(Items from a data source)
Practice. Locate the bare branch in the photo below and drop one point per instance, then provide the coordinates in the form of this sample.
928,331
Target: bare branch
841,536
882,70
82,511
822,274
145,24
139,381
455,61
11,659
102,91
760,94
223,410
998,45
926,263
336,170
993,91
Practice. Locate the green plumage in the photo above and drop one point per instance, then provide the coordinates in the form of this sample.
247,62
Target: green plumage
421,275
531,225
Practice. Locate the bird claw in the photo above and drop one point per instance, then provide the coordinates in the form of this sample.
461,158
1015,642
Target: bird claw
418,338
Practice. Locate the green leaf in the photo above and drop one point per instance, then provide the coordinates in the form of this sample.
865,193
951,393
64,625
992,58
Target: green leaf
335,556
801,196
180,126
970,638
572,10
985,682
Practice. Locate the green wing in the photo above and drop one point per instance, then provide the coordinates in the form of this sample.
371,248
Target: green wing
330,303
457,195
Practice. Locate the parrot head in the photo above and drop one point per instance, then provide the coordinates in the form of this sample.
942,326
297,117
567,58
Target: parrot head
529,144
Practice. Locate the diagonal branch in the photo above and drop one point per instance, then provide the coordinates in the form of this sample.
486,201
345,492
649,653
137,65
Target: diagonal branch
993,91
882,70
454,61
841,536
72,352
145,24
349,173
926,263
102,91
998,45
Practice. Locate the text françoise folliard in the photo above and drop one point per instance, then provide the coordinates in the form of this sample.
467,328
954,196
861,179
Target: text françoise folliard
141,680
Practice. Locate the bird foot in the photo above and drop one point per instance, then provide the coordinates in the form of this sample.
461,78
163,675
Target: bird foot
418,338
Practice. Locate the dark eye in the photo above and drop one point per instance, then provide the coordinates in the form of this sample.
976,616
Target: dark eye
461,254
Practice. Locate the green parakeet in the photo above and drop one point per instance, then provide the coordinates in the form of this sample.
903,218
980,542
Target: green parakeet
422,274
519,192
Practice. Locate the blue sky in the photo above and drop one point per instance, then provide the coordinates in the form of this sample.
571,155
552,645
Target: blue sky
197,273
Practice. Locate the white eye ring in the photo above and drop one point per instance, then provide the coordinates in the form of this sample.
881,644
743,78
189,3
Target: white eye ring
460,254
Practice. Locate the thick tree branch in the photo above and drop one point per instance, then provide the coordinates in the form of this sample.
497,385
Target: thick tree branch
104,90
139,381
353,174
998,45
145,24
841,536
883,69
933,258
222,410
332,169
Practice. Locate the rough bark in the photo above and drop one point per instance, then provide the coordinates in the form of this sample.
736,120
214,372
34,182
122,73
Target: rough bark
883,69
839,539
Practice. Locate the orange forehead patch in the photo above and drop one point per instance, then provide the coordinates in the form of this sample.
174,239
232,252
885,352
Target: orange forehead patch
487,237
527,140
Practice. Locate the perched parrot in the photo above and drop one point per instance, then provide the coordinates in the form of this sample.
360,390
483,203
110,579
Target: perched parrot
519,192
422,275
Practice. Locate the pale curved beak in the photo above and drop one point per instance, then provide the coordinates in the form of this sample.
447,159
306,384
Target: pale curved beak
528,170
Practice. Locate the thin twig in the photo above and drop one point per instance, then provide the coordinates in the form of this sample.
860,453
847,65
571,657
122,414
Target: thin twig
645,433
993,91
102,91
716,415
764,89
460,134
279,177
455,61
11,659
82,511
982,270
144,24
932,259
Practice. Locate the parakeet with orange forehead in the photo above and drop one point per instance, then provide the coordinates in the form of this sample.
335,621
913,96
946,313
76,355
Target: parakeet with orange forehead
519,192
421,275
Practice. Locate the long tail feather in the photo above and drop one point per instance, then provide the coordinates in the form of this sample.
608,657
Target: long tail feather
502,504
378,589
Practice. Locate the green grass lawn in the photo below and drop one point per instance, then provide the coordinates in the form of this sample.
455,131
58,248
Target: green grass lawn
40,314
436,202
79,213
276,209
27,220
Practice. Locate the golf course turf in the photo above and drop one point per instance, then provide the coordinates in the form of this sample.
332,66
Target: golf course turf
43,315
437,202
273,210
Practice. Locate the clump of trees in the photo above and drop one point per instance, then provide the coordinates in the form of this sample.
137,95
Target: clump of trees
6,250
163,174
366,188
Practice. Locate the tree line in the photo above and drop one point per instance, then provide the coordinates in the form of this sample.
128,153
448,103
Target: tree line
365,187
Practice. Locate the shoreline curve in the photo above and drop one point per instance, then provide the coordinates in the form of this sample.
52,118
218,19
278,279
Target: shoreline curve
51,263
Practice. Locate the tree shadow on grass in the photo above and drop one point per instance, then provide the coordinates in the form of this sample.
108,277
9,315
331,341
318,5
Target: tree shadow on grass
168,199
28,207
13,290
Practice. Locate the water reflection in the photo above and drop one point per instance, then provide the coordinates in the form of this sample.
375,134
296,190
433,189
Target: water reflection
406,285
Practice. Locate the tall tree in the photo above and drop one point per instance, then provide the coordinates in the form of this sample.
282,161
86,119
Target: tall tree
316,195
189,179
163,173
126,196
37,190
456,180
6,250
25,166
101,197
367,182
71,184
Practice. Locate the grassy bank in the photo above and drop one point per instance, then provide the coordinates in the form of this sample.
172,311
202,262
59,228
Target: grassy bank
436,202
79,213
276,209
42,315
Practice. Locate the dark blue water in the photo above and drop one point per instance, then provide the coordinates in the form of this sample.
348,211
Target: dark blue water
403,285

WHAT IS REQUIRED
Each line of the data above is to be set down exactly.

WORKED SOLUTION
Practice. Locate the bare branch in the photo below and drop one point per instance, then provide the coordinates in the form of this sample.
928,331
Target: bare branch
841,536
882,70
82,511
822,274
145,24
139,381
455,61
11,659
102,91
760,94
223,410
998,45
926,263
336,170
993,91
Practice. Locate the green plumage in the photo above and drop one point per instance, then provide the coordinates in the form of this sample.
247,62
Target: green plumage
421,275
531,225
Practice. Locate the bird claw in the photo above and drop one point per instance, then provide the coordinates in the form of this sample.
461,158
1015,642
Target: bird claw
418,338
Practice. Locate the green leaf in the photo above and drop one point per instance, then provide the coordinates in the form of this sample.
865,193
951,393
64,625
992,58
Target: green leaf
335,556
801,196
180,126
970,638
572,10
985,682
Practice. Locate the green wing in the photo above and drop one point per instance, then provide the coordinates in the form of this sample.
371,248
Target: green wing
330,303
457,195
Practice. Locate the parrot head in the photo above and drop one point per instance, then provide the coordinates in the form of this sample.
942,326
297,117
567,58
Target: parrot head
529,144
Practice. Locate the diagonal branch in the photo above and drop one point per instance, then provide the coordinates in the form of this sample.
486,201
345,492
649,653
137,65
Target: diagonal branch
993,91
882,70
454,61
841,536
72,352
145,24
349,173
926,263
102,91
998,45
Practice. Locate the text françoise folliard in the photo above and drop one point per instance, then provide the coordinates in the form of this sample.
467,328
954,196
861,179
Target: text françoise folliard
141,680
Practice. Locate the bird foot in the photo above and drop one point per instance, then provide the coordinates in the form of this sample.
461,78
163,675
Target: bird foot
418,338
Practice. Locate the dark eye in the photo above and drop one point per instance, then provide the coordinates in the form of this sample.
976,616
Target: dark eye
461,254
Practice. Locate the green parakeet in the photo above and drop one point per instance, then provide the coordinates in the form of this sample.
903,218
980,542
Target: green parakeet
422,274
519,192
Practice. Locate the blue sky in the photo above and drop one point per instance, then provide the coordinates in the form of this sample.
571,155
552,645
Target: blue sky
197,273
Practice. Locate the white eye ring in the photo above and drop one point per instance, then provide the coordinates in the form of this sample.
881,644
743,78
189,3
Target: white eye ring
460,254
Practice. Locate the thick tree branch in the photo above and drop one point per instance, then provide the coordinates in the form of this sample.
497,385
Target: thick tree branch
104,90
139,381
353,174
998,45
145,24
841,536
883,69
933,258
222,410
332,169
Practice. Locate the rough bark in the photo above and drop one point per instance, then provide the coordinates in the form of this sample.
736,120
214,372
34,182
122,73
Target: rough bark
883,69
839,539
Practice. Locate the orange forehead patch in the photo above and drop one point per instance, then provide the coordinates in the form of this sample.
174,239
232,252
885,352
Target: orange forehead patch
487,237
527,140
Practice. Locate the perched parrot in the photo above and drop one point per instance, then provide the coordinates in the form of this sample.
360,390
483,203
110,579
Target: perched parrot
519,192
422,275
Practice. Locate the pale curved beak in the photo above and drop one point per instance, then provide the coordinates in the form of this sample.
447,159
306,384
Target: pale curved beak
528,170
Practice. Locate the thin twig in the photo above and drop one point per instance, then provide the coordinates in the form of this sample.
860,453
847,65
571,657
122,414
Target: thin twig
645,433
993,91
102,91
716,415
764,89
460,134
279,177
455,61
11,659
82,511
982,270
144,24
932,259
Practice. Locate the parakeet with orange forehead in the photo above and drop one point per instance, then provide the coordinates in the form of this sample.
335,621
913,96
946,313
76,355
Target: parakeet with orange forehead
519,192
421,275
Practice. Locate the long tail feather in the photo above and drop one point per instance, then provide the coordinates in the form of this sample.
608,657
Target: long tail feather
502,504
378,589
Practice. Locate the green grass lawn in the photo below and drop one point per instance, then provide the coordinates in the form of this sample.
455,131
58,248
Target: green grass lawn
40,314
436,202
79,213
276,209
27,220
Practice. Locate the golf course turf in the photo above and drop one point per instance, then provide the coordinates in the form of this sample.
332,66
Target: golf course turf
43,315
437,202
273,210
Practice. Locate the clump of trees in the photo above and drop one point per instance, then provide the coordinates in the form of this sample.
137,95
Target: clump of trees
6,250
163,174
366,188
Practice. Locate the tree line in the photo above and drop one point per instance, then provide the coordinates in the form of this sample.
128,153
448,103
Target: tree line
365,187
Practice. Locate the shoreline curve in the photo above and drop one point per instance, then provide the coordinates in the form of this sample.
52,118
218,19
278,279
Target: shoreline curve
51,263
Practice. Locate the tree shadow on grass in the photo above and drop one point per instance, then provide the coordinates in the form of this sample.
108,277
9,315
331,341
318,5
Target: tree shadow on grass
168,199
28,207
13,290
Practice. Locate the water reflection in the photo above and drop one point per instance, then provide the coordinates in the form of this sample.
375,134
296,190
433,189
Target: water reflection
406,285
Practice. Locate the tall tree in the photo above and drop one point per instance, then provide the coordinates in the form of this sample.
282,161
86,119
Target: tall tree
316,195
189,179
163,173
126,196
37,190
456,180
6,250
25,166
101,197
367,182
71,184
Practice. Locate the grassy bank in the photo above and drop one point per instance, then provide the coordinates in the form of this sample.
172,311
202,262
59,228
Target: grassy bank
436,202
79,213
276,209
42,315
Practice. Locate the dark blue water in the photo above and drop one point per instance, then provide the coordinates in the form of this sample.
348,211
Target: dark blue water
403,285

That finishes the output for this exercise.